### WHAT TO PRODUCE
Print the records below exactly as they appear.

### MATERIAL SUPPLIED
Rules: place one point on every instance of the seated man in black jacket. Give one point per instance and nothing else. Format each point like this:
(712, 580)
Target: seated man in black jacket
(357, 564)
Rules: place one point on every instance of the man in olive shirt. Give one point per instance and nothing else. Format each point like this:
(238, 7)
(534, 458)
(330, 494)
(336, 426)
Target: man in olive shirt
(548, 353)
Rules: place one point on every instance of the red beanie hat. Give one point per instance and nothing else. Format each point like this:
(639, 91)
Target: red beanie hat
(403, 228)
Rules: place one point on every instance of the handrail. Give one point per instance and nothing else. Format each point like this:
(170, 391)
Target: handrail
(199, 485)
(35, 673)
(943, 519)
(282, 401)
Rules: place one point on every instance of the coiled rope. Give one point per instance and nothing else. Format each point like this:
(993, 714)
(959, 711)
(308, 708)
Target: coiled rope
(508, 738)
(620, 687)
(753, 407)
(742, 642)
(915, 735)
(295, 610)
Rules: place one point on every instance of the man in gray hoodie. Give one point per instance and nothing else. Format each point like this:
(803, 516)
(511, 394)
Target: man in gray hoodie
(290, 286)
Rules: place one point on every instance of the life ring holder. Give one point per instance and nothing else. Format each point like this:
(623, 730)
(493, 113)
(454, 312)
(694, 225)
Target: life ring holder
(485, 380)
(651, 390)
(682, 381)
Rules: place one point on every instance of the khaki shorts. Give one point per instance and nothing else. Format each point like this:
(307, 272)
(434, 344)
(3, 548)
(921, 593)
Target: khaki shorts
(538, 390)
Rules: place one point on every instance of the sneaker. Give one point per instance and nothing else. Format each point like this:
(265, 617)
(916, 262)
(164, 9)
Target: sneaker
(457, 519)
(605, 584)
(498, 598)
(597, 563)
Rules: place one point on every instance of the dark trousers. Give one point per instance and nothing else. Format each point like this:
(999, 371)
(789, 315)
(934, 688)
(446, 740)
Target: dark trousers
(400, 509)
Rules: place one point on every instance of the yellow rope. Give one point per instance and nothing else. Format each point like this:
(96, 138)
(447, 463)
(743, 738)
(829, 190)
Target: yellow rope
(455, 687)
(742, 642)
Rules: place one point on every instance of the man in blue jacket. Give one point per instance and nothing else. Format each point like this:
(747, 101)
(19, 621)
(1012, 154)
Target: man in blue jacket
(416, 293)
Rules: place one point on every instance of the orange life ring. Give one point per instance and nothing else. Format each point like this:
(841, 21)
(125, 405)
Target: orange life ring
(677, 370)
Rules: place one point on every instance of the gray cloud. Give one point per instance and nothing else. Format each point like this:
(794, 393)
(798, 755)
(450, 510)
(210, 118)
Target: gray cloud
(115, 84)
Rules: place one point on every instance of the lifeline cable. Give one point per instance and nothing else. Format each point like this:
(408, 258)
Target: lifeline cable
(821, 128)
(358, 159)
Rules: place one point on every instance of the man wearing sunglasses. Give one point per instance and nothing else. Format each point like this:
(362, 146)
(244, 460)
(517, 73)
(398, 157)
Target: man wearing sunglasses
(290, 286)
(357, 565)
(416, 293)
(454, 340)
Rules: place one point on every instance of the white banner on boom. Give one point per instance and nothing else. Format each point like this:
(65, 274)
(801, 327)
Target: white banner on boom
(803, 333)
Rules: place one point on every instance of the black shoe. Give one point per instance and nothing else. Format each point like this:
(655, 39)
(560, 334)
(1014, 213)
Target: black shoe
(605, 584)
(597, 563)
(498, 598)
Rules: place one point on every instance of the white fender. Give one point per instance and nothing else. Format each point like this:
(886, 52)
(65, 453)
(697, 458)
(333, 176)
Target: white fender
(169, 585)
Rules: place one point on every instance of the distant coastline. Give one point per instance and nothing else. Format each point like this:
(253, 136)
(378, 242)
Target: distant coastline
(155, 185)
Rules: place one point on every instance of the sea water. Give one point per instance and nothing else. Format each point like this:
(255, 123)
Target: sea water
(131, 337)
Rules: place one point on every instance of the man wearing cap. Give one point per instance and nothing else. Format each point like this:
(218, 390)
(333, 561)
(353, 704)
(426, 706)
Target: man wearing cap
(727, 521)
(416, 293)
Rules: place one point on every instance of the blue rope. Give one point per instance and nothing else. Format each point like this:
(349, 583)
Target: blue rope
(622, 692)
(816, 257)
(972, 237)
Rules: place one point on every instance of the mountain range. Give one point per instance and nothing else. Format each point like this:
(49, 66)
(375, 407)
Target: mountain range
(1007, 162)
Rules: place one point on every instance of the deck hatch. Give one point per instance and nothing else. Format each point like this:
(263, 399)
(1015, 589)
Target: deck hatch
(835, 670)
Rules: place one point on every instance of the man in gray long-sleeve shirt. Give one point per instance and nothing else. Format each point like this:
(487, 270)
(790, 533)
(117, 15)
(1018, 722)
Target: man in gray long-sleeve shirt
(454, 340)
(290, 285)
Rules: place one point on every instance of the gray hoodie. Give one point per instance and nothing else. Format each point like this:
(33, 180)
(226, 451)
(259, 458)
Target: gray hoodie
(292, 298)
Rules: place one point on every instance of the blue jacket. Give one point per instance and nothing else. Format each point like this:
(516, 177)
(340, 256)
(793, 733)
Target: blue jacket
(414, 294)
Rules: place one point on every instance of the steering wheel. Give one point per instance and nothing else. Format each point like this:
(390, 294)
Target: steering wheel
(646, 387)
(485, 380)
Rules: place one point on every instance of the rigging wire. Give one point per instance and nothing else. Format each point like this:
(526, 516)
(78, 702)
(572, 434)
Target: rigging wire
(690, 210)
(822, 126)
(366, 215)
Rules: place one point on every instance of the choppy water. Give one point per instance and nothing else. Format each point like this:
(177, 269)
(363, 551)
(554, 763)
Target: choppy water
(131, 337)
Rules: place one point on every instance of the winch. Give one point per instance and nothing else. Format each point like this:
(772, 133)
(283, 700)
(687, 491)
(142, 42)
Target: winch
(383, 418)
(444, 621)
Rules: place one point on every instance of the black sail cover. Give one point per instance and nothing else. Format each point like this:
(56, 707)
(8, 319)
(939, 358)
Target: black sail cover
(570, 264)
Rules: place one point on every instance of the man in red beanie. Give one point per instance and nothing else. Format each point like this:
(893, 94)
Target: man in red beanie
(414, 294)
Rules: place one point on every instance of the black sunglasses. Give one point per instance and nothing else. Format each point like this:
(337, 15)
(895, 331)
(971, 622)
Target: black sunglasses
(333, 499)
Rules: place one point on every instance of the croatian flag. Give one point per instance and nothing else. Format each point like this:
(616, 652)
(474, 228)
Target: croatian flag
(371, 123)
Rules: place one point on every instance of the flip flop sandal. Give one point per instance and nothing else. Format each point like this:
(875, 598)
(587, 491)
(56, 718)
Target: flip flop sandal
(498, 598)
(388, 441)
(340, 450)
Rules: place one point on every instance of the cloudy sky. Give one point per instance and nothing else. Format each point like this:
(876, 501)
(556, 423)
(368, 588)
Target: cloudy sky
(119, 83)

### RESPONSE TO THIS TASK
Rules: place one point on every instance of the seated man in black jacket. Give one point per instance and nothing else. Format each point like this:
(712, 580)
Target: seated man in black jacket
(357, 564)
Rules: place one point on every instance of the man in olive shirt. Give one point per instance and nothing else. Format each point like this:
(238, 7)
(534, 458)
(330, 494)
(336, 426)
Target: man in olive shirt
(548, 353)
Rules: place one point on every instance of the red beanie hat. Give one point per instance and nothing else. Format each point like this:
(639, 91)
Target: red beanie hat
(403, 228)
Rules: place one point on every instance of the handrail. Give one point per instance and nothing else. Format each point like this:
(170, 391)
Target: handrail
(199, 485)
(35, 673)
(943, 519)
(282, 401)
Rules: place one point on every instance of the coiled rope. Give one point per instance and nothing else. Format each point like this:
(993, 714)
(959, 711)
(308, 708)
Target: coiled rope
(508, 738)
(620, 687)
(753, 407)
(742, 642)
(915, 735)
(295, 610)
Rules: place one point on every instance of the man in gray hoodie. Give one point per instance and nothing else. Format each point like this:
(803, 516)
(511, 394)
Target: man in gray hoodie
(290, 286)
Rules: place one point on every instance of the life ring holder. Give one point per instance and nothing else. Format each point like this:
(623, 730)
(493, 113)
(454, 312)
(694, 225)
Target: life ring holder
(485, 380)
(651, 390)
(682, 381)
Rules: place one point on every instance of the khaki shorts. Give one point per instance and nothing else. Format each point like this:
(307, 272)
(434, 344)
(3, 548)
(921, 593)
Target: khaki shorts
(538, 390)
Rules: place one point on every instance of the sneaker. Give one point per instance and nothing else. Format each point like this:
(265, 617)
(916, 262)
(164, 9)
Target: sneaker
(457, 519)
(605, 584)
(498, 598)
(597, 563)
Rules: place one point on every instance of the dark trousers. Give one point per instance and nothing else. Format each point like this:
(999, 371)
(789, 315)
(934, 688)
(446, 740)
Target: dark trousers
(400, 509)
Rules: place one point on every instance of the yellow rope. Give one point per instance and nothing else. Format each point like this:
(96, 138)
(447, 463)
(743, 738)
(829, 190)
Target: yellow rope
(455, 687)
(742, 642)
Rules: place one point on every instance of the man in blue jacket. Give one point per instance and nothing else. Format each point like this:
(747, 101)
(19, 621)
(1012, 154)
Target: man in blue jacket
(416, 293)
Rules: place one point on every instance of the orange life ring. Give one point per instance and nothing else. Format each point like this:
(841, 21)
(125, 405)
Target: orange life ring
(677, 370)
Rules: place one point on every instance of the gray cloud. Give one point per instance and nothing else. Format each point like this:
(794, 393)
(798, 755)
(450, 510)
(210, 118)
Target: gray cloud
(115, 84)
Rules: place one point on every instance of the lifeline cable. Give one point per instance and nothing else. Format each point like this:
(408, 258)
Target: lifeline cable
(821, 128)
(358, 159)
Rules: place one point on every instance of the man wearing sunglasses. Give one point per instance and nothing else. Format each point like this:
(362, 146)
(244, 460)
(517, 73)
(398, 157)
Target: man wearing sunglasses
(290, 286)
(357, 565)
(416, 293)
(454, 340)
Rules: place one point on every instance of the white banner on boom. Give one point per instance and nothing else. Format each point like this:
(65, 274)
(801, 327)
Target: white banner on boom
(803, 333)
Rules: place one point on every instance of the black shoe. Give one point per instance and nothing else. Format each point like this:
(655, 39)
(560, 334)
(1014, 213)
Target: black shoe
(605, 584)
(597, 563)
(498, 598)
Rules: place one point on every instance of the white fender. Give one point per instance and nothing else. Format each point like this:
(886, 52)
(65, 453)
(697, 458)
(333, 176)
Target: white fender
(169, 585)
Rules: place one point on every instance of the distant coastline. Give one point per instance and nothing else. Format each point like this:
(253, 136)
(378, 242)
Target: distant coastline
(155, 185)
Rules: place one point on every instance of the sea water. Give one point per instance and nothing else. Format each point like this:
(255, 123)
Target: sea water
(131, 337)
Rules: place one point on every instance of the man wearing cap. Give one point per instance and nothing else. Format each point like this:
(218, 390)
(333, 561)
(353, 704)
(426, 706)
Target: man wearing cap
(727, 521)
(416, 293)
Rules: place one point on every instance of the blue rope. Give one point per instance and nothing else. Format each point like this:
(349, 583)
Target: blue rope
(622, 692)
(816, 257)
(972, 237)
Rules: place one point on every instance of the mountain range. Give one point per instance and nothing else. Format each point like this:
(49, 66)
(375, 407)
Target: mountain range
(1007, 162)
Rules: place one point on every instance of the deck hatch. Give one point per instance and nothing else. Format each point like this:
(263, 399)
(1015, 589)
Target: deck hatch
(835, 670)
Rules: place one point on every instance of the man in gray long-sleeve shirt. Give one point per instance and nothing else. Format each point like this:
(487, 270)
(790, 533)
(117, 15)
(1018, 722)
Target: man in gray long-sleeve shirt
(454, 340)
(290, 285)
Rules: place one point on every instance of the gray hoodie. Give one point per instance and nothing else. Format each point like this:
(33, 180)
(226, 451)
(259, 458)
Target: gray hoodie
(292, 298)
Rules: place one point on every instance of the blue jacket. Give one point per instance and nothing else. Format each point like this:
(516, 177)
(340, 256)
(793, 733)
Target: blue jacket
(414, 294)
Rules: place one point on every instance of the steering wheel. Give one point per instance and nothing else. Format each point like this:
(390, 294)
Target: steering wheel
(646, 387)
(485, 380)
Rules: place one point on every instance of the rigging wire. Give one point per instance and nothing else. Format each point like this:
(526, 516)
(78, 702)
(572, 434)
Target: rigging wire
(690, 210)
(822, 126)
(366, 215)
Rules: place one point on every instance of the choppy water. Give one point per instance and nothing else. Format each point like this:
(177, 269)
(363, 551)
(554, 763)
Target: choppy water
(131, 337)
Rules: place one point on every instance of the winch. Give one point per instance and nothing else. Format each point like this:
(772, 133)
(283, 700)
(687, 491)
(142, 42)
Target: winch
(383, 418)
(444, 621)
Rules: place one point on every instance of the black sail cover. Give one point per instance and nothing else. Format each point like this:
(56, 707)
(8, 319)
(939, 358)
Target: black sail cover
(570, 264)
Rules: place one point on every instance of the man in red beanie. Give one point per instance and nothing else. Format each point like this:
(893, 94)
Target: man in red beanie
(414, 294)
Rules: place one point on every instance of the black sunglasses. Give one point per instance and nothing else. Format each point like this:
(337, 15)
(895, 331)
(971, 622)
Target: black sunglasses
(333, 499)
Rules: place one point on every instance of the croatian flag. Give one point per instance and nothing else. Format each point like this:
(616, 652)
(474, 228)
Target: croatian flag
(371, 123)
Rules: place one point on every instance of the flip flop sandal. Give one point per instance and nothing else. Format each point like this:
(875, 598)
(587, 491)
(56, 718)
Target: flip flop sandal
(498, 598)
(388, 441)
(340, 450)
Rules: place one point on every instance of the cloudy sky. Give one point per instance and nothing else. Format each point like this:
(876, 501)
(556, 423)
(368, 588)
Target: cloudy sky
(119, 83)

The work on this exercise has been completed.